» **Source excerpt**:
══════════

# adding new HDD - advices



## hirohitosan (Dec 14, 2010)

Hi there!
I want to add a new 1TB HDD to my box. My box will have 3 HDD as follow: 1HDD_1TB + 2HDD_500GB.
It is recomanded to add on each HDD a swap partition? My box has 4GB memory and now I have 4GB swap.

Thanks


----------



## sk8harddiefast (Dec 14, 2010)

> It is recomanded to add on each HDD a swap partition?


No. Just give as swap, the double of your RAM, in the HDD with the FreeBSD.


----------



## phoenix (Dec 14, 2010)

If you expect to be using swap a lot, then adding a swap partition onto each drive allows the kernel to (internally) create a RAID0 stripe across the drives for swap access.  I believe there's a max of 4 swap partitions, though.  Or, at least, there was back in the day when I used to worry about using swap.

══════════

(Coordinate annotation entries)

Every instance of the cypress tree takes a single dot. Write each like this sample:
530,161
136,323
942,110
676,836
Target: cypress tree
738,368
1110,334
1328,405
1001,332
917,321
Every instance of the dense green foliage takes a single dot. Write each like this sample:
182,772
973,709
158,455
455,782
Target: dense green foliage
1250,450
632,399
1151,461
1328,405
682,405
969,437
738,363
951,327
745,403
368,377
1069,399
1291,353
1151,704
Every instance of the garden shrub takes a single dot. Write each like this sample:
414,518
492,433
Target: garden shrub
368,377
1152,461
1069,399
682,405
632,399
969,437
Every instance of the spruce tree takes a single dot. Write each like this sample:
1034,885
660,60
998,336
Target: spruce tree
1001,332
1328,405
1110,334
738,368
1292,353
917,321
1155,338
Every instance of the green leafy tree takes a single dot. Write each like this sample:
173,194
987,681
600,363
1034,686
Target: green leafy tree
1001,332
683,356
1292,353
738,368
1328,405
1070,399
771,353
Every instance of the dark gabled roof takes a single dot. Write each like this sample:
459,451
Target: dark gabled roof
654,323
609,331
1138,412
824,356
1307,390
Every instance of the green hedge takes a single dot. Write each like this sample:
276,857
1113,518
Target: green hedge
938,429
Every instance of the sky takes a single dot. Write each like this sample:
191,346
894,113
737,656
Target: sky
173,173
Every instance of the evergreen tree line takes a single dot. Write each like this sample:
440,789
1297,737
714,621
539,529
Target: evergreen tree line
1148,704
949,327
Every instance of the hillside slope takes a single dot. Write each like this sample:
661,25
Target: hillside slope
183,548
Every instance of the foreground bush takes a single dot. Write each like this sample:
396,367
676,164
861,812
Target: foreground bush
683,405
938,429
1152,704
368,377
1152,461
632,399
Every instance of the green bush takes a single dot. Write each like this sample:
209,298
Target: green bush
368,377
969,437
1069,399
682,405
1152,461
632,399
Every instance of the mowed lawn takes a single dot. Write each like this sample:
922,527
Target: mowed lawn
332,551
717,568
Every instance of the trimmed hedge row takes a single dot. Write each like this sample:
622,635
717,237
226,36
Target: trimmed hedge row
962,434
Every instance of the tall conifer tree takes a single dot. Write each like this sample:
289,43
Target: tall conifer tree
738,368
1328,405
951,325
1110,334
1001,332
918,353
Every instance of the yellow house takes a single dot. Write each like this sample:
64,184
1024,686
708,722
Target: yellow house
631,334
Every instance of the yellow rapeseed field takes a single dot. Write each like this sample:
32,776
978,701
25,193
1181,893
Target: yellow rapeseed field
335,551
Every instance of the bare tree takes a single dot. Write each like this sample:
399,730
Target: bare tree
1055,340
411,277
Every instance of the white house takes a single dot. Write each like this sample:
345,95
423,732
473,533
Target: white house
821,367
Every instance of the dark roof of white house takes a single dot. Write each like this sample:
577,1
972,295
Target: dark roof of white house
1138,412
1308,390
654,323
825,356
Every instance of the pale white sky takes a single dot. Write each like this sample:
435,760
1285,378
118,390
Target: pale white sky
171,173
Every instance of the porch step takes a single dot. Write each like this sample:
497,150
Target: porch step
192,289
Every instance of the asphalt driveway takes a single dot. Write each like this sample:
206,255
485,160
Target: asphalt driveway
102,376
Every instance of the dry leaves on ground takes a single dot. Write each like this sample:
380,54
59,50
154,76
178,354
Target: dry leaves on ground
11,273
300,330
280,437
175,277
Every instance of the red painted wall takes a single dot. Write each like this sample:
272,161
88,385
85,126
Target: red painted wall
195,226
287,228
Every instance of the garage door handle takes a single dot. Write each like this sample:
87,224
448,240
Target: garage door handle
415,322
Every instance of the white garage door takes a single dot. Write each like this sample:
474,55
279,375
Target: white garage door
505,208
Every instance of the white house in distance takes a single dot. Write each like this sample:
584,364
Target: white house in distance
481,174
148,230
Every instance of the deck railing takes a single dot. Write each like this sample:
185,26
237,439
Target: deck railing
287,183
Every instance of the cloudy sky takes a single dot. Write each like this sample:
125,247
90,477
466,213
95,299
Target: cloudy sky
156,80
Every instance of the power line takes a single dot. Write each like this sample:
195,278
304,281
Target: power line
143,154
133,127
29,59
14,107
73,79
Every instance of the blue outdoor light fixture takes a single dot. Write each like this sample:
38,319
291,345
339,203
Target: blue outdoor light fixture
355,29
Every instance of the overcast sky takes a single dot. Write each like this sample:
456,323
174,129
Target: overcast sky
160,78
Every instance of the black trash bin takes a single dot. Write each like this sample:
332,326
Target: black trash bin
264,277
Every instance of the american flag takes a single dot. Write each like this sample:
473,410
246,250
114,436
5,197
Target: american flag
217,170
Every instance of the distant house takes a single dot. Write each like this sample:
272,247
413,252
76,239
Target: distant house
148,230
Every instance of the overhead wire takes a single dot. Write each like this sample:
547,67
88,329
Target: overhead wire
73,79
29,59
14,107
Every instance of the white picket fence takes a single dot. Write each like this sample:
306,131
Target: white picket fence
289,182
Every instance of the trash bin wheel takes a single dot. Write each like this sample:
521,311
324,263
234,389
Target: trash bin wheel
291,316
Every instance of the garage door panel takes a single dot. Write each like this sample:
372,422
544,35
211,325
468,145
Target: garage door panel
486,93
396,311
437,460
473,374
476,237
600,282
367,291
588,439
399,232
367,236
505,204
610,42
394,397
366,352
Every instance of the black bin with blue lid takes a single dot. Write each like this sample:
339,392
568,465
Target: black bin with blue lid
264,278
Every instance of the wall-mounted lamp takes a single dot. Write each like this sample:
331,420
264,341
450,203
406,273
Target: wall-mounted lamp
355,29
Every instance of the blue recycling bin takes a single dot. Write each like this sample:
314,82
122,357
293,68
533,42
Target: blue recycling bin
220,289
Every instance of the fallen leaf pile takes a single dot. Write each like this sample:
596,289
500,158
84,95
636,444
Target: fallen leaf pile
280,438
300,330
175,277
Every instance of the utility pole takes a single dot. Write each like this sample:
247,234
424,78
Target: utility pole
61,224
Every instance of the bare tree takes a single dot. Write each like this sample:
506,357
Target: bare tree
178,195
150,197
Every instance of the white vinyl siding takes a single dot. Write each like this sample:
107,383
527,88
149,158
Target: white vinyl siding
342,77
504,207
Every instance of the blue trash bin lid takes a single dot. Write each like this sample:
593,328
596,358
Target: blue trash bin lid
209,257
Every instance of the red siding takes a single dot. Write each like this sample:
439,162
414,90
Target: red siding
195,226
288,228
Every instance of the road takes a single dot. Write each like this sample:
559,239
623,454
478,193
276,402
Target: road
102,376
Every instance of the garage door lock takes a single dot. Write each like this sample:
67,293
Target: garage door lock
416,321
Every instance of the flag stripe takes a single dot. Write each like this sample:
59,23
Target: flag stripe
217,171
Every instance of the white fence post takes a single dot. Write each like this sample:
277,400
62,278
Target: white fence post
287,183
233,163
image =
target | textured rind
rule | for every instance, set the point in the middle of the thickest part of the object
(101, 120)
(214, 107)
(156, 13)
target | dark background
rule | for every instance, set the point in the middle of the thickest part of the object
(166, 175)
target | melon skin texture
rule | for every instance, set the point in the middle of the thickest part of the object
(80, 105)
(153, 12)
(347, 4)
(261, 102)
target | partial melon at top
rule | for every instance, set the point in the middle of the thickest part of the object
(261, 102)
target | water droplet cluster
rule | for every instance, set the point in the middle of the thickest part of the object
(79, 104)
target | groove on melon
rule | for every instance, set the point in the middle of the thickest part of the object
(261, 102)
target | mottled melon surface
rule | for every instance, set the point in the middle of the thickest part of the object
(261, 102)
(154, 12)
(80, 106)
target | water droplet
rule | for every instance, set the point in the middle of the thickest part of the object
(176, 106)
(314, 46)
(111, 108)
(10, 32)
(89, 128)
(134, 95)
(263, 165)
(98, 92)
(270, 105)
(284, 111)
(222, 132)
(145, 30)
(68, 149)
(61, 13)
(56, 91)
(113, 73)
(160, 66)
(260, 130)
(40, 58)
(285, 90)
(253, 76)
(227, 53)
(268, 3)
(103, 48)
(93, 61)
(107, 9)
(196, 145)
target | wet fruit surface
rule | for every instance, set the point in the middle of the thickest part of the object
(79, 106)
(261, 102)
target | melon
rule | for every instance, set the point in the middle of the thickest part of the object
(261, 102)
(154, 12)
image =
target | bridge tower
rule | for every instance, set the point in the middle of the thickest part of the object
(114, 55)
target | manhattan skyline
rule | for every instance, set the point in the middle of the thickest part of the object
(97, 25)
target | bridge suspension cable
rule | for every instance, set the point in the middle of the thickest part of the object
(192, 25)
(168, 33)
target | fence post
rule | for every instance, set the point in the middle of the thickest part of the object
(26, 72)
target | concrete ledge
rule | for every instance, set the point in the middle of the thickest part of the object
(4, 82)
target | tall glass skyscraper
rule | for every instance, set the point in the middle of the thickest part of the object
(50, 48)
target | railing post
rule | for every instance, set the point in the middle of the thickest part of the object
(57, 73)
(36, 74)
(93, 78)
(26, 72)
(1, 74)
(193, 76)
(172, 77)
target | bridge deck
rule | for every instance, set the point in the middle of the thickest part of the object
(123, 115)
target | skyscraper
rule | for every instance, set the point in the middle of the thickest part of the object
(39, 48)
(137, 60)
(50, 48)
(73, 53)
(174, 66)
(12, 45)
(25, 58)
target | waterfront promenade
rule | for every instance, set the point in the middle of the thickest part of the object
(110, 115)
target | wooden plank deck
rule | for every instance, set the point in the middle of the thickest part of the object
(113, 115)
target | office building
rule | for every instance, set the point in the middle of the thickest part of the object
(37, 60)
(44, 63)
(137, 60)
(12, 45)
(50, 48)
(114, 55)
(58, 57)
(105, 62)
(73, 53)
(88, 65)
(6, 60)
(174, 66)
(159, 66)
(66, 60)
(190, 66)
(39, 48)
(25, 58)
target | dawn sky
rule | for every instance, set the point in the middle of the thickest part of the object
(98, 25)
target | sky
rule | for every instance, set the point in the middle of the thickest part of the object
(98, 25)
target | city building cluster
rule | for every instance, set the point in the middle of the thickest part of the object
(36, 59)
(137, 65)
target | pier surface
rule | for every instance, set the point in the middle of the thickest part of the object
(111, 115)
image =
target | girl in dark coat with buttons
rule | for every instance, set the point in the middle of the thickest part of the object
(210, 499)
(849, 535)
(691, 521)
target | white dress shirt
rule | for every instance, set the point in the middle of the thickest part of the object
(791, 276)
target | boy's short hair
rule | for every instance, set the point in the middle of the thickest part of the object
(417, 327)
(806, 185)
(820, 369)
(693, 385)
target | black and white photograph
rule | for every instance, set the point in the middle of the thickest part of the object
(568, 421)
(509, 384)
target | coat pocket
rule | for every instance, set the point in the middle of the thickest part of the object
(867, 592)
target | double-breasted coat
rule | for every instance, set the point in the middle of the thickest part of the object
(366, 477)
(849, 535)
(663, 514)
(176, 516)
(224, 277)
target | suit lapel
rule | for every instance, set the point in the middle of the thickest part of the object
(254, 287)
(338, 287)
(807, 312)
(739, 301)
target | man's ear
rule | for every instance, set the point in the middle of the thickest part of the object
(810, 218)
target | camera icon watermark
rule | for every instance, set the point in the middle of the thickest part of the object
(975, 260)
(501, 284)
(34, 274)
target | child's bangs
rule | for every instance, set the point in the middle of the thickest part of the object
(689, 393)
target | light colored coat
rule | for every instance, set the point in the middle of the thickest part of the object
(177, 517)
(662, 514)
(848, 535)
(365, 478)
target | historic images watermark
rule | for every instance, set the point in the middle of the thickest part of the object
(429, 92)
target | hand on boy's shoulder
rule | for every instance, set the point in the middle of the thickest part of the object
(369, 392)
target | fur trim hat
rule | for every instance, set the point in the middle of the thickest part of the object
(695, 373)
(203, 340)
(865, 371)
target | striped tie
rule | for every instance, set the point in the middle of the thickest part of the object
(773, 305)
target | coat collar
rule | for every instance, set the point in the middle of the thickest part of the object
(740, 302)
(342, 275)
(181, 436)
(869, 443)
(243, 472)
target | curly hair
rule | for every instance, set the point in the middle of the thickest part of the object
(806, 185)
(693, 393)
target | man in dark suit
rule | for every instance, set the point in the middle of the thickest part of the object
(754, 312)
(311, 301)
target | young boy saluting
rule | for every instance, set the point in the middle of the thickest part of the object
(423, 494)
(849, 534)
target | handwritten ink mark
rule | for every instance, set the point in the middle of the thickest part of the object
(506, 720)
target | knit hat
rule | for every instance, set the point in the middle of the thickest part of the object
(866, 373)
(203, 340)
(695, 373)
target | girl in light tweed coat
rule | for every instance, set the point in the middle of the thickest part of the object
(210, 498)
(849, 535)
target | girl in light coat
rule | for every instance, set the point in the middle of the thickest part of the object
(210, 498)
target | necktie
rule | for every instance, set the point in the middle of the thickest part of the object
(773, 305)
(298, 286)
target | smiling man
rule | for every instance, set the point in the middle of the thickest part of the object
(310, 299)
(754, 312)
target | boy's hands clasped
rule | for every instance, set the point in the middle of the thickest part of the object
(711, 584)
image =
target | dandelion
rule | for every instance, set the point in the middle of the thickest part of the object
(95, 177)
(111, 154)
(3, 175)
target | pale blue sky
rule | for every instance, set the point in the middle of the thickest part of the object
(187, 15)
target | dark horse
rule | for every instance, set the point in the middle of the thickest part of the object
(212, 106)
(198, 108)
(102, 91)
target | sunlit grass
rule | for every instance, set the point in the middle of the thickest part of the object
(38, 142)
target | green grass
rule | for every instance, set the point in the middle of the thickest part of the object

══════════

» **Tasks and exercises**:
a: Answer these questions about the forum thread on adding a new hard drive, one per line:
(i) How much memory does the original poster's box have?
(ii) How much swap does sk8harddiefast recommend, and on which drive?
(iii) What maximum number of swap partitions does phoenix believe there is?
b: Swap "memory" for "RAM" in the forum thread on adding a new hard drive, and write out the passage starting at "I want to add" and ending at "have 4GB swap.".
c: Carry on the forum thread on adding a new hard drive past the last post shown.

» **Expected outputs**:
a:
(i) 4GB.
(ii) Double the RAM, on the HDD with FreeBSD.
(iii) 4.

b:
I want to add a new 1TB HDD to my box. My box will have 3 HDD as follow: 1HDD_1TB + 2HDD_500GB.
It is recomanded to add on each HDD a swap partition? My box has 4GB RAM and now I have 4GB swap.

c:
However, with 4 GB of RAM, you shouldn't be hitting swap all that often.  And, with 4 GB of swap already, you don't need to add any more.


----------



## Bra1n0v3rfl0w (Dec 14, 2010)

Personally i use swap only on main system disk, and it is 12GB where ram is 4GB (3 times), on an old P4.

If you read Handbook chapters 2.6.5 and 18 (especially 18.3 Adding disks) you will surely find the right solution for your need.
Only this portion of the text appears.